#### Entries from a point annotation set
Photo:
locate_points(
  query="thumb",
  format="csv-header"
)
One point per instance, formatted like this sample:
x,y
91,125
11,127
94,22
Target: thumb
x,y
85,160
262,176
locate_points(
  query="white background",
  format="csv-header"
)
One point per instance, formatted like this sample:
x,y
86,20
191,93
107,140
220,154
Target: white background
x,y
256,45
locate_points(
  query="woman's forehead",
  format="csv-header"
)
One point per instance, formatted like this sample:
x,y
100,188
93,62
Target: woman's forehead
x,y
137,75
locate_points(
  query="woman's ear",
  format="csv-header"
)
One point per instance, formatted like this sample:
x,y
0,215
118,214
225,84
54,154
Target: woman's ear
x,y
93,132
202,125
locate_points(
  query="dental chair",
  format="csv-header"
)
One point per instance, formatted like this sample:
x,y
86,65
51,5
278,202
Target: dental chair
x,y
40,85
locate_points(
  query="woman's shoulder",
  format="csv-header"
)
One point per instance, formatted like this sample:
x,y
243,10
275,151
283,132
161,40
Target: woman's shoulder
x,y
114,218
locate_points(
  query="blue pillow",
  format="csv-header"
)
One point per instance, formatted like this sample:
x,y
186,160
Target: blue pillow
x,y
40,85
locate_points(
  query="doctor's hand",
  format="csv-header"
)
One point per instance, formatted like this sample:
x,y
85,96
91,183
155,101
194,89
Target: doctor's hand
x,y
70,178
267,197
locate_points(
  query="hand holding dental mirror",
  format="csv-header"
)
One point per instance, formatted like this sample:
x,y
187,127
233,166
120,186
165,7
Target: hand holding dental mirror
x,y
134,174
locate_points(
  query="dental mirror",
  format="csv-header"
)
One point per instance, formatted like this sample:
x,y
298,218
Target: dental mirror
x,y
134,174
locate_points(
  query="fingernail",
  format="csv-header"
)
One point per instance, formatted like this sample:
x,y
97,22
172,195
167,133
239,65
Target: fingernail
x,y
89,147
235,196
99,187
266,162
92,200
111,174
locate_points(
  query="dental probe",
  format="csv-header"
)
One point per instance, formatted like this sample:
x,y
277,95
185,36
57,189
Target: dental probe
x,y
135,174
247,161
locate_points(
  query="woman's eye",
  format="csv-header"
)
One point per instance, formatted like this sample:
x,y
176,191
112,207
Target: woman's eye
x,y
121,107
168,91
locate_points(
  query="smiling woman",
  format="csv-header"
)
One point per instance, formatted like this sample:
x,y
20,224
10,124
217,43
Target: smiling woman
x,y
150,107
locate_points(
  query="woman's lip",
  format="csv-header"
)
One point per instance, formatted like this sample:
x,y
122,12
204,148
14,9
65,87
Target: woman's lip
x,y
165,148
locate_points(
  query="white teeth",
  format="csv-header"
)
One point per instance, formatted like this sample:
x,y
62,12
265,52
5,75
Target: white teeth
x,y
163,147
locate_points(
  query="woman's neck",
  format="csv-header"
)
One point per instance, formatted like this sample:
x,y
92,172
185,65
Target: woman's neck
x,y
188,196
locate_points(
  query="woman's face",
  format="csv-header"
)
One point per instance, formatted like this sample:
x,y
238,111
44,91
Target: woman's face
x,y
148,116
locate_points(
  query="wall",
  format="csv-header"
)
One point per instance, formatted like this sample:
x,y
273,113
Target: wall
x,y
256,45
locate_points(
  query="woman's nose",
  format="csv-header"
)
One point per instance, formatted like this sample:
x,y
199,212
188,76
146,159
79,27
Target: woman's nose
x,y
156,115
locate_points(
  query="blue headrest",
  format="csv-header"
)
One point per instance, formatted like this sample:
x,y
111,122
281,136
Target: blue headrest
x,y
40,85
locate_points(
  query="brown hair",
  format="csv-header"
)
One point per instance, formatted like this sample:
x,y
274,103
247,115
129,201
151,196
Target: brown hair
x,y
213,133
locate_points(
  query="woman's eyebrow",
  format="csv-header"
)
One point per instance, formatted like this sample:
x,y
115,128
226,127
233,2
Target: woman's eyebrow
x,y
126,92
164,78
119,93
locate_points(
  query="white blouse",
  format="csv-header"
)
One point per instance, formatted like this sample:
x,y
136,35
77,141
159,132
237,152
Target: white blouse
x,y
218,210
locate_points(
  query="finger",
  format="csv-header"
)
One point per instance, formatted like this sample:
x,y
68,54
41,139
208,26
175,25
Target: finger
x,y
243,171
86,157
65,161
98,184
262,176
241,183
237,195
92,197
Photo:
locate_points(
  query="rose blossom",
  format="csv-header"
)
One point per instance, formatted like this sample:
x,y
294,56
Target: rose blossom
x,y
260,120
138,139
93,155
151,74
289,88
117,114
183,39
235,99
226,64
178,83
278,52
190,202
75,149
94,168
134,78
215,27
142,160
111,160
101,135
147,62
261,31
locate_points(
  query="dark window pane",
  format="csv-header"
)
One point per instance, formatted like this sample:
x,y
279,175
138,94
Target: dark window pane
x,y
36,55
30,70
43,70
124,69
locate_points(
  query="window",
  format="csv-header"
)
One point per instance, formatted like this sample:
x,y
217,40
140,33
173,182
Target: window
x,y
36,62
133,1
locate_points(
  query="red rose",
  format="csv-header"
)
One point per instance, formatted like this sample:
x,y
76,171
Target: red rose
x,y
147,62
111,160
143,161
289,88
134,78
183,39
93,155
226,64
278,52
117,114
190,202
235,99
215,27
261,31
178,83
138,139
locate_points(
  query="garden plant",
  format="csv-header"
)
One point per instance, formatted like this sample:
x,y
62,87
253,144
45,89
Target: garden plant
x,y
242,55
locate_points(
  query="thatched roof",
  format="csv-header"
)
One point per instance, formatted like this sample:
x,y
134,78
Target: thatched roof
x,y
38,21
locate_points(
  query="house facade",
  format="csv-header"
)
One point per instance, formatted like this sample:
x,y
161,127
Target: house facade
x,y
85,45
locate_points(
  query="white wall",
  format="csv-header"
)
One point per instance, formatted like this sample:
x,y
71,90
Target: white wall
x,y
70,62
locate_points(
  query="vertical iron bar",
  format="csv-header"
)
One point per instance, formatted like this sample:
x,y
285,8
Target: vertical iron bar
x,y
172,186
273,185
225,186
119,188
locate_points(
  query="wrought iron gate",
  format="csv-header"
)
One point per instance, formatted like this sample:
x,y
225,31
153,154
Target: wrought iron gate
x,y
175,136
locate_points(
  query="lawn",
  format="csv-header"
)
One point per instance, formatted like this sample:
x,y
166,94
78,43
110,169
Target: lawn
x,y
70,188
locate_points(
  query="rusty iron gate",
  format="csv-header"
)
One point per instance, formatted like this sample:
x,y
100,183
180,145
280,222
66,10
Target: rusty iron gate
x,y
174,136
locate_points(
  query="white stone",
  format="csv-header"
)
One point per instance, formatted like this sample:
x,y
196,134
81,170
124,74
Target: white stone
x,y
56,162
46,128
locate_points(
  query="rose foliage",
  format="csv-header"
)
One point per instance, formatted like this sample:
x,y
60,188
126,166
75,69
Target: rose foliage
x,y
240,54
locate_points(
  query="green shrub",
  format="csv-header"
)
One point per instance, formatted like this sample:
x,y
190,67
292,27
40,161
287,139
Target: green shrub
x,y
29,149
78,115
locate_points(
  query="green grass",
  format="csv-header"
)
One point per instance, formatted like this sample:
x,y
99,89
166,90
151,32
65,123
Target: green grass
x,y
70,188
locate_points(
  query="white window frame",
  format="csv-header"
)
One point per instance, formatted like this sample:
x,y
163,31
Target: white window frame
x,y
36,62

#### Requirement
Repeat the data precisely, line by line.

#### Solution for this problem
Photo:
locate_points(
  query="thumb",
  format="csv-header"
)
One point per instance, formatted like this sample:
x,y
91,125
11,127
94,22
Target: thumb
x,y
85,160
262,176
locate_points(
  query="white background",
  format="csv-header"
)
One point per instance, formatted like this sample:
x,y
86,20
191,93
107,140
220,154
Target: white background
x,y
256,45
locate_points(
  query="woman's forehead",
  format="csv-header"
)
One point per instance, formatted like this sample:
x,y
100,188
93,62
Target: woman's forehead
x,y
137,75
locate_points(
  query="woman's ear",
  format="csv-header"
)
One point per instance, formatted like this sample:
x,y
0,215
118,214
225,84
54,154
Target: woman's ear
x,y
93,132
202,125
locate_points(
  query="dental chair",
  format="csv-header"
)
One point per instance, formatted like this sample:
x,y
86,65
51,5
278,202
Target: dental chair
x,y
40,85
locate_points(
  query="woman's shoulder",
  format="csv-header"
)
One point per instance, formatted like this sample:
x,y
243,10
275,151
283,132
161,40
Target: woman's shoulder
x,y
114,218
locate_points(
  query="blue pillow",
  format="csv-header"
)
One point per instance, formatted like this sample:
x,y
186,160
Target: blue pillow
x,y
40,85
locate_points(
  query="doctor's hand",
  format="csv-header"
)
One point per instance, formatted like this sample:
x,y
85,96
91,183
155,101
194,89
Target: doctor's hand
x,y
70,178
267,197
locate_points(
  query="hand holding dental mirror",
  format="csv-header"
)
One point per instance, formatted like this sample:
x,y
187,127
233,166
120,186
165,7
Target: hand holding dental mirror
x,y
134,174
locate_points(
  query="dental mirror",
  format="csv-header"
)
One point per instance, formatted like this sample:
x,y
298,218
Target: dental mirror
x,y
134,174
locate_points(
  query="fingernail",
  format="csv-header"
)
One point per instance, formatted like this sample:
x,y
97,22
172,195
167,133
239,65
Target: fingernail
x,y
89,147
235,196
99,187
266,162
92,200
111,174
locate_points(
  query="dental probe",
  format="csv-header"
)
One point per instance, formatted like this sample:
x,y
277,95
185,36
57,189
Target: dental probe
x,y
135,174
247,161
locate_points(
  query="woman's eye",
  format="csv-header"
)
One point per instance, formatted like this sample:
x,y
176,191
112,207
Target: woman's eye
x,y
121,107
168,91
locate_points(
  query="smiling woman",
  format="csv-header"
)
One point per instance, formatted like this sample:
x,y
20,224
10,124
217,43
Target: smiling woman
x,y
150,107
locate_points(
  query="woman's lip",
  format="csv-header"
)
One point per instance, formatted like this sample:
x,y
122,12
204,148
14,9
65,87
Target: woman's lip
x,y
165,148
locate_points(
  query="white teeth",
  format="csv-header"
)
One point per instance, formatted like this sample:
x,y
62,12
265,52
5,75
Target: white teeth
x,y
163,147
locate_points(
  query="woman's neck",
  format="csv-header"
)
One point per instance, formatted like this sample:
x,y
92,172
185,65
Target: woman's neck
x,y
188,196
locate_points(
  query="woman's face",
  format="csv-header"
)
One point per instance, formatted like this sample:
x,y
238,111
44,91
Target: woman's face
x,y
148,116
locate_points(
  query="wall",
  format="csv-header"
)
One point per instance, formatted like this sample:
x,y
273,113
Target: wall
x,y
256,45
locate_points(
  query="woman's nose",
  format="csv-header"
)
One point per instance, formatted like this sample:
x,y
199,212
188,76
146,159
79,27
Target: woman's nose
x,y
156,115
locate_points(
  query="blue headrest",
  format="csv-header"
)
One point per instance, formatted like this sample:
x,y
111,122
281,136
Target: blue headrest
x,y
40,85
locate_points(
  query="brown hair",
  format="csv-header"
)
One point per instance, formatted like this sample:
x,y
274,103
247,115
129,201
151,196
Target: brown hair
x,y
213,133
locate_points(
  query="woman's eyebrow",
  format="csv-header"
)
One point per instance, formatted like this sample:
x,y
115,128
226,127
233,2
Target: woman's eyebrow
x,y
126,92
164,78
119,93
locate_points(
  query="white blouse",
  format="csv-header"
)
One point per instance, formatted like this sample:
x,y
136,35
77,141
159,132
237,152
Target: white blouse
x,y
218,210
locate_points(
  query="finger",
  format="csv-header"
)
One point per instance, formatted like this sample:
x,y
68,54
41,139
208,26
175,25
Target: finger
x,y
243,171
86,157
65,161
98,184
262,176
241,183
237,195
92,197
Photo:
locate_points(
  query="rose blossom",
  format="csv-header"
)
One point per instance, formatted like this sample:
x,y
294,56
Target: rose blossom
x,y
260,120
138,139
93,155
151,74
289,88
117,114
183,39
235,99
226,64
178,83
278,52
190,202
75,149
94,168
134,78
215,27
142,160
111,160
101,135
147,62
261,31
locate_points(
  query="dark window pane",
  format="csv-header"
)
One point per instance, formatted like this sample:
x,y
279,175
138,94
Target: dark window pane
x,y
36,55
30,70
43,70
124,69
locate_points(
  query="window",
  format="csv-header"
)
One point per instance, formatted like this sample:
x,y
217,40
140,33
173,182
Target: window
x,y
36,62
133,1
locate_points(
  query="red rose",
  format="csv-header"
)
One point per instance, formatted like this sample:
x,y
76,171
Target: red rose
x,y
147,62
111,160
143,161
289,88
134,78
183,39
93,155
226,64
278,52
117,114
190,202
235,99
215,27
261,31
178,83
138,139
locate_points(
  query="garden plant",
  format="csv-header"
)
One point per instance, formatted like this sample:
x,y
62,87
253,144
45,89
Target: garden plant
x,y
242,55
locate_points(
  query="thatched roof",
  format="csv-header"
)
One point per instance, formatted like this sample:
x,y
134,78
Target: thatched roof
x,y
38,21
locate_points(
  query="house facade",
  format="csv-header"
)
One point per instance, formatted like this sample:
x,y
161,127
Target: house facade
x,y
85,45
locate_points(
  query="white wall",
  format="csv-header"
)
One point per instance, formatted like this sample:
x,y
71,90
Target: white wall
x,y
70,62
locate_points(
  query="vertical iron bar",
  format="csv-header"
)
One point per instance, formatted like this sample:
x,y
285,8
Target: vertical iron bar
x,y
172,186
273,185
225,186
119,188
locate_points(
  query="wrought iron gate",
  format="csv-header"
)
One point per instance, formatted like this sample:
x,y
225,31
153,154
Target: wrought iron gate
x,y
175,136
locate_points(
  query="lawn",
  format="csv-header"
)
One point per instance, formatted like this sample:
x,y
166,94
78,43
110,169
Target: lawn
x,y
70,188
locate_points(
  query="rusty iron gate",
  format="csv-header"
)
One point per instance, formatted like this sample:
x,y
100,183
180,145
280,222
66,10
Target: rusty iron gate
x,y
174,136
locate_points(
  query="white stone",
  format="csv-header"
)
One point per instance, formatted like this sample:
x,y
196,134
81,170
124,74
Target: white stone
x,y
56,162
46,128
locate_points(
  query="rose foliage",
  format="csv-header"
)
One point per instance, formatted like this sample:
x,y
60,188
126,166
75,69
Target: rose foliage
x,y
240,54
locate_points(
  query="green shrub",
  format="csv-header"
)
One point per instance, formatted like this sample:
x,y
190,67
292,27
40,161
287,139
Target: green shrub
x,y
29,149
78,115
locate_points(
  query="green grass",
  format="csv-header"
)
One point per instance, formatted like this sample:
x,y
99,89
166,90
151,32
65,123
Target: green grass
x,y
70,188
locate_points(
  query="white window frame",
  format="csv-header"
)
One point per instance, formatted like this sample:
x,y
163,31
Target: white window frame
x,y
36,62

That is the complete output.